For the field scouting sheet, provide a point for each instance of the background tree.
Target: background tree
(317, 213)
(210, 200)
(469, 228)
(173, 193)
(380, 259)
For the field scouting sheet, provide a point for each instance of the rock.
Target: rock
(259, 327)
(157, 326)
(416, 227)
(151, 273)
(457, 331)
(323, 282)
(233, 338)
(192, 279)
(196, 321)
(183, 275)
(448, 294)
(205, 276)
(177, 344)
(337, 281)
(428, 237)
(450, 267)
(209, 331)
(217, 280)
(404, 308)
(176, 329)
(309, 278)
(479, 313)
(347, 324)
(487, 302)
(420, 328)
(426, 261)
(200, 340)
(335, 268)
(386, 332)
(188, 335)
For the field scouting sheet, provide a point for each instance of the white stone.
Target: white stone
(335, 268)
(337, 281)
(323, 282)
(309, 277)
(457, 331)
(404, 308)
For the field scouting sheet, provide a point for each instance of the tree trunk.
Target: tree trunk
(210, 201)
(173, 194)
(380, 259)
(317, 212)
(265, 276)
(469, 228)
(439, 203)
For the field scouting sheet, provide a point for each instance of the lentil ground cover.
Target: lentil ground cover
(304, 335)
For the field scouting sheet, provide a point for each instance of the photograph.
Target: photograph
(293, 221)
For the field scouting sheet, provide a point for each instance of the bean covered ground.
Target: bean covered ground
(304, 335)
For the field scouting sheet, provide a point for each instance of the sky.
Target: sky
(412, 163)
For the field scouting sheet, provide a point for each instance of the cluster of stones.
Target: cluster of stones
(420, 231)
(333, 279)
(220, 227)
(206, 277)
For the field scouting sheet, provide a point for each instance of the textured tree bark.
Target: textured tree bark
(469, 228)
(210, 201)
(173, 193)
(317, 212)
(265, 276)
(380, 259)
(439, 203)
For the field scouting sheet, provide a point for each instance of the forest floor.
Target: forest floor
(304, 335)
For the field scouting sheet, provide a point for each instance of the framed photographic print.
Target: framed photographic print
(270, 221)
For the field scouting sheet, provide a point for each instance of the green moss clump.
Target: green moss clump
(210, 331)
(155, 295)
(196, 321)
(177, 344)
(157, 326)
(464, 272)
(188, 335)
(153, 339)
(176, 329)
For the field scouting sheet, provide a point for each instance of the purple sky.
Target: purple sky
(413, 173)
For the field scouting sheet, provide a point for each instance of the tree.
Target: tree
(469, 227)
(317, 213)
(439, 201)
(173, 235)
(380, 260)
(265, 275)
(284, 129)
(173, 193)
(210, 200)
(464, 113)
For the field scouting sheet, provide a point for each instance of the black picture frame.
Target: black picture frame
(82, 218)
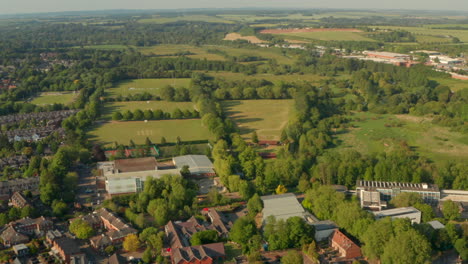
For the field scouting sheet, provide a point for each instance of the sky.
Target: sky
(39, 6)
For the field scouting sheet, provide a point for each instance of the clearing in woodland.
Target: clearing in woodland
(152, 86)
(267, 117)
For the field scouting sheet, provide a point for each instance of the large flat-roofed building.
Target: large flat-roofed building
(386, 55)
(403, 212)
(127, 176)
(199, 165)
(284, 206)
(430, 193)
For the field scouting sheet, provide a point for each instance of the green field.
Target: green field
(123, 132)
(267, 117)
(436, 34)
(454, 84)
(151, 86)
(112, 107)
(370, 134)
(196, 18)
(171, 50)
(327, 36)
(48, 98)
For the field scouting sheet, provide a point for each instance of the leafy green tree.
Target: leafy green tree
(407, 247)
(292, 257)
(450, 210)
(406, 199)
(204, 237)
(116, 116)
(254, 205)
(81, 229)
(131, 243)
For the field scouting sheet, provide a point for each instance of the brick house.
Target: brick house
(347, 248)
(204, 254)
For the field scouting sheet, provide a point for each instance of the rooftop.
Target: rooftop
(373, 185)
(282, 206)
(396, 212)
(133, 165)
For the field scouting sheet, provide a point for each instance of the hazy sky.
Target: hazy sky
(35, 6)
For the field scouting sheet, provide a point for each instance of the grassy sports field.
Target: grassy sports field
==
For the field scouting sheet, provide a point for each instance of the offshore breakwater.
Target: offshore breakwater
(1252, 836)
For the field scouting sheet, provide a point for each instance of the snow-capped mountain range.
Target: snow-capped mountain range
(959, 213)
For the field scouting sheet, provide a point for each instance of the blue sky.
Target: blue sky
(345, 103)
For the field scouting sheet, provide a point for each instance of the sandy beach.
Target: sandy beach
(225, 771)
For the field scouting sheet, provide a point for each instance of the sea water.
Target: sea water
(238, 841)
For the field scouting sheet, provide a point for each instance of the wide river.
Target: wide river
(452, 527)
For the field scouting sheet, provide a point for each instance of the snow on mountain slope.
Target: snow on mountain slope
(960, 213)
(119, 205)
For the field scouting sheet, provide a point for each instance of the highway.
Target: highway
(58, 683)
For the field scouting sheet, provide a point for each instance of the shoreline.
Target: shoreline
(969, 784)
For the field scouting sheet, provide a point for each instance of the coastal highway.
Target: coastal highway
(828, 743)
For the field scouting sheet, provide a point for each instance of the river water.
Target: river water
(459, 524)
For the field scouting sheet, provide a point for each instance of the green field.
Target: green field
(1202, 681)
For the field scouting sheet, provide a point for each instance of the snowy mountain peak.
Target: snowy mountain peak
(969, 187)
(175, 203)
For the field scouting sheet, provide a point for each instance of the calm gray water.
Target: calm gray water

(WORK TO DO): Turn the data from the line with "grassy sports field." through the line with "Target: grassy sports field", both lines included, into a numbered list, leaving out any blank lines.

(TASK RESULT):
1. For the field scouting sheet, provide a point for each instance of the grassy sports field.
2. Target: grassy sports field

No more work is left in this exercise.